REQUIREMENT 1: Reproduce word for word the portion of the 1991 Pepsi Cola Hotshots season text that opens with the words containing "Notable dates" and closes with "in franchise history.".

SOURCE EXTRACT:

★ ★ ★

The 1991 Pepsi Cola Hotshots season was the second season of the franchise in the Philippine Basketball Association (PBA).

Occurrences
Pepsi Cola tendered an offer sheet to Purefoods forward Alvin Patrimonio, a five-year worth P25.3 million contract, which Purefoods expectedly matched, making Alvin Patrimonio the highest paid basketball player in the PBA.

Notable dates
March 21: Pepsi eked out a 131-129 win over Presto Tivoli which felt robbed of a strong chances in overtime when a referee's call decided the outcome of the game. Abet Guidaben sank two free throws with no time left on a foul slapped on Presto import Dwayne McClain. The Hotshots' win was their fourth in eight games as this was their first back-to-back victories in franchise history.   

July 9: Abet Guidaben's go-ahead basket with eight seconds to go lift Pepsi to a repeat 107-106 overtime win over Shell for only their second victory in eight games in the All-Filipino Conference.

★ ★ ★

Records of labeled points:
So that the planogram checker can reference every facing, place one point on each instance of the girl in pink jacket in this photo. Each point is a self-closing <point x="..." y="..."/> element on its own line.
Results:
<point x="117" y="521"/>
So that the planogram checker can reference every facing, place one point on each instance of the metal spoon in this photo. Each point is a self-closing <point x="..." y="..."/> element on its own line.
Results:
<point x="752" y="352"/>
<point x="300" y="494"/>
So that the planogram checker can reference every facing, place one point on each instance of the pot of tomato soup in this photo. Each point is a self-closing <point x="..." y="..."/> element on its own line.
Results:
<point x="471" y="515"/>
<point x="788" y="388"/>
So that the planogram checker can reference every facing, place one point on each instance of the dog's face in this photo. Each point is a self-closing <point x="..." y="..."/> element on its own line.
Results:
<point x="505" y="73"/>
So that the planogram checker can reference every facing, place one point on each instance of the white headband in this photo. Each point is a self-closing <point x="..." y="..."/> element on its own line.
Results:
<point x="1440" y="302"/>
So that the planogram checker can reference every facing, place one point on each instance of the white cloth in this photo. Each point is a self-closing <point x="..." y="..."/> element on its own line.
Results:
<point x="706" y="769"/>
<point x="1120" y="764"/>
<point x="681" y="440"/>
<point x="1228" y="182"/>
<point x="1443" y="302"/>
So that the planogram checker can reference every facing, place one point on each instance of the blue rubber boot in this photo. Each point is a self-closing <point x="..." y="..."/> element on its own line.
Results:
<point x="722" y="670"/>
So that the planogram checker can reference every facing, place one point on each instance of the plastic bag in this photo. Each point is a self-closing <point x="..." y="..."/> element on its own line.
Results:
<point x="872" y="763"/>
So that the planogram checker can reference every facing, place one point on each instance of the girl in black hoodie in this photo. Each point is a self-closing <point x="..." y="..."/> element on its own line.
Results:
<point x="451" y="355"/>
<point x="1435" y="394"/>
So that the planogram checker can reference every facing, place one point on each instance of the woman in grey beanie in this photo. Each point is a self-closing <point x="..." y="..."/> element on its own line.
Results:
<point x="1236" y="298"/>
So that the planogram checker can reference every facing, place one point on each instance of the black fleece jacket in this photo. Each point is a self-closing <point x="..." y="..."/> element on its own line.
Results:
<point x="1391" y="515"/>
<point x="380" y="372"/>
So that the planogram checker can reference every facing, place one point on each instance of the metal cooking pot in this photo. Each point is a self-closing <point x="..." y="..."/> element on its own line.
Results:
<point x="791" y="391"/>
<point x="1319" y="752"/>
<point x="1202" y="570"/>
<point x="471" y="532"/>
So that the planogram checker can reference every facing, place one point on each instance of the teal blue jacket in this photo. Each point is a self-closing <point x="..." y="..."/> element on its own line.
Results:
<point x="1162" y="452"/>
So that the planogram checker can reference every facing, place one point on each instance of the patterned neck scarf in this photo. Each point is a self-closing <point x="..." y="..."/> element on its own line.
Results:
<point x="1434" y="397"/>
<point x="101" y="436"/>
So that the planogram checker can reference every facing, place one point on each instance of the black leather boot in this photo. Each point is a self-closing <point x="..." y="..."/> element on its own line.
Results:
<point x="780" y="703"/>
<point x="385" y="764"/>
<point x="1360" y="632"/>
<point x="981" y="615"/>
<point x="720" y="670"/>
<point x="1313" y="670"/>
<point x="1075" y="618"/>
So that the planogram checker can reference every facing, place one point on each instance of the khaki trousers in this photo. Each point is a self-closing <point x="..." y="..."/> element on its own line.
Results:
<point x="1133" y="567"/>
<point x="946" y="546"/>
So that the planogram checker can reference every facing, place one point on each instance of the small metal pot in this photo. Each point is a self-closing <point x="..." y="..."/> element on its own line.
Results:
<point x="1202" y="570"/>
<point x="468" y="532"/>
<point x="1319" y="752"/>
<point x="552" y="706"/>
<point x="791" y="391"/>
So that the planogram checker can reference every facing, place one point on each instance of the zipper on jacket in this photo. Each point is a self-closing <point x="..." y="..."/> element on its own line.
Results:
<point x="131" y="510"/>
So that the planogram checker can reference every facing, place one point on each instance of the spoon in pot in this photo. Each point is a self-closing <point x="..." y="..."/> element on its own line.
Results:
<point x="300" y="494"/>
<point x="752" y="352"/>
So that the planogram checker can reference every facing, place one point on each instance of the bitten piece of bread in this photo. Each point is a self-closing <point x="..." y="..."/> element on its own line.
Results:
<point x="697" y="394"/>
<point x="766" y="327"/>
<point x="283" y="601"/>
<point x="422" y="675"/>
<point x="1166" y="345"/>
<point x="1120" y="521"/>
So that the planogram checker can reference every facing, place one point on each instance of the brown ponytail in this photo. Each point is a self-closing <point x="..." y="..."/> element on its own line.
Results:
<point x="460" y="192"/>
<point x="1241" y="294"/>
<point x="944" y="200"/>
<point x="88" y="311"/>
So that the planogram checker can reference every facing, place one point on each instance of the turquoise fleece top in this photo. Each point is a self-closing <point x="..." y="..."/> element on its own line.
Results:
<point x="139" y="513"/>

★ ★ ★

REQUIREMENT 2: In the listing, rewrite the part that opens with the line containing "of the spoon" and runs through the end of the listing, keeping every request line unchanged and multiplying each x and y coordinate in the answers by 1.25, rounded to whole numbers with halves rounded up. Return only those lines.

COMPLETE ANSWER 1:
Notable dates
March 21: Pepsi eked out a 131-129 win over Presto Tivoli which felt robbed of a strong chances in overtime when a referee's call decided the outcome of the game. Abet Guidaben sank two free throws with no time left on a foul slapped on Presto import Dwayne McClain. The Hotshots' win was their fourth in eight games as this was their first back-to-back victories in franchise history.

COMPLETE ANSWER 2:
So that the planogram checker can reference every facing, place one point on each instance of the spoon in pot in this photo. Each point is a self-closing <point x="..." y="..."/> element on its own line.
Results:
<point x="375" y="618"/>
<point x="940" y="440"/>
So that the planogram checker can reference every facing, place one point on each instance of the bitten piece of bread in this photo. Each point is a self-closing <point x="..." y="..."/> element on its own line.
Results:
<point x="871" y="493"/>
<point x="958" y="409"/>
<point x="354" y="751"/>
<point x="528" y="844"/>
<point x="1458" y="431"/>
<point x="1400" y="651"/>
So that the planogram checker can reference every facing, place one point on each instance of the brown ponytail in this photo. Each point is a self-closing <point x="..." y="..."/> element on its own line.
Results:
<point x="575" y="240"/>
<point x="1551" y="368"/>
<point x="1180" y="250"/>
<point x="110" y="389"/>
So that the planogram checker can reference every facing, place one point on each instance of the turquoise fleece top in this photo. Each point is a self-closing <point x="..." y="..."/> element on its own line.
Results:
<point x="174" y="641"/>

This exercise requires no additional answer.